--- Excerpt provided Enclosed Below ---
Elements of Mold Design That Influence Morphological Evolution

Schematic of design elements Design feature How design element controls morphological evolution
graphic file with name inl-1.gif Rod length Shorter rods more stable, predictable time to rupture, predictable point of rupture, rupture point dependent on width, no rupture for some cell types
  Rod width Wider rods more stable, predictable time to rupture, influences point of rupture, no rupture for some cell types (e.g., H35)
graphic file with name inl-2.gif Post diameter Creates circumferential tension around post, creates uniaxial tension between two posts, controls diameter of microtissue
  Post height Minimum height needed for stability
graphic file with name inl-3.gif Cone diameter Dictates starting point of circumferential tension
  Cone height Dictates time until tissue is released from mold
  Cone slope Dictates rate at which tension is dissipated
graphic file with name inl-4.gif Placement of obstacles Controls overall size and shape of microtissue, dictates lines of tension in microtissue, controls when and where tension is released

Varying the width and length of the connecting rod region showed how these design parameters can control tension in the dogbone tissue. Trough width dictates the cross-sectional area throughout the continuous trough of the dogbone, including the rod and the area surrounding the posts. The larger the cross-sectional area, the more cells there are to resist rupture via cell–cell adhesions and inward radial contractile forces. As rod width was reduced, tissues ruptured sooner because there were fewer cells to resist rupture. Mapping the points of rupture supports this conclusion. When toroid and rod widths were equal, stability was greatest and rupture occurred in both the toroid and rod regions. As rod width was decreased, rupture points shifted preferentially to the rod region.

In contrast, rod length and trough circumference in the toroid region dictate the total number of cells (cell volume) that exert the uniaxial or circumferential force that eventually causes rupture in the rod or post regions, respectively. The longer the trough, the greater the cell volume; thus, the greater the uniaxial or circumferential force that leads to rupture. Most of our dogbones ruptured even when the trough width was uniform throughout the design, suggesting that the uniaxial and circumferential forces of our most stable design were not perfectly balanced for fibroblasts, a cell type we have shown exerts the greatest forces during self-assembly.13 After the initial aggregation phase, the most stable dogbone tissue had the following dimensions: uniform tissue width of ∼650 μm, rod length of ∼3.6 mm, and inner circumference around post of ∼2.5 mm. When we increased the length of the rod, we found that longer rods ruptured sooner than shorter rods, presumably because longer rods have a greater cell volume, which exerts greater forces versus the cell volume surrounding the posts. One would expect that rupture should then map preferentially to the toroid region. However, this shift in rupture points was not observed. This may be due to longer rods being more likely to contain a point of nonuniformity that would act as a nidus for rupture.
--- End of Enclosed Excerpt provided ---
--- Dataset entries Enclosed Below ---
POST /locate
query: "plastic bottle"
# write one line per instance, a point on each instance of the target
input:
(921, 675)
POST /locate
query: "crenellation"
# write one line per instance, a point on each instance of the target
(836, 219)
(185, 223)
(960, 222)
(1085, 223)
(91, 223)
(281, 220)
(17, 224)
--- End of Enclosed Dataset entries ---
Resume the excerpt on mold design and microtissue rupture, continuing directly after its last sentence.

Points of rupture are of interest to morphological analyses because they are locations of greatest tension that dramatically alter both the tissue as well as the cells in that location. Cells can react to this high-tension environment in several interesting ways at both the cellular (e.g., stretching) and molecular levels. It would be interesting to investigate the nature and organization of the focal adhesions at these sites of high tension and cell stretching.

Tension can be modulated by the design of the shape of an obstacle dictating when and where tension is released in a self-organizing tissue. Posts with vertical sides create the highest level of tension in a tissue and sustain this tension for the longest time. In the dogbone, this sustained tension results in an eventual tissue rupture. In contrast, an obstacle in the shape of a cone creates tension, but this tension is gradually released as the tissue slides up the nonadhesive cone, a tension modulator. Previously, we showed that toroid-shaped tissues of the H35 hepatocyte cell line were sensitive to a cone's slope, with toroids moving more slowly up a steep slope (85o) than a shallow slope (55o).13 In contrast, the rate of movement of NHF toroids was unaffected by slope. Thus, the rate at which tension in a tissue is released is related to the cell type and the slope of the cone. The time over which this tension is completely released is related to the height of the cone. Furthermore, as shown with three-ring tissues and honeycomb tissues, the placement of cones versus posts in a design dictates where tension is released in a large self-organizing tissue.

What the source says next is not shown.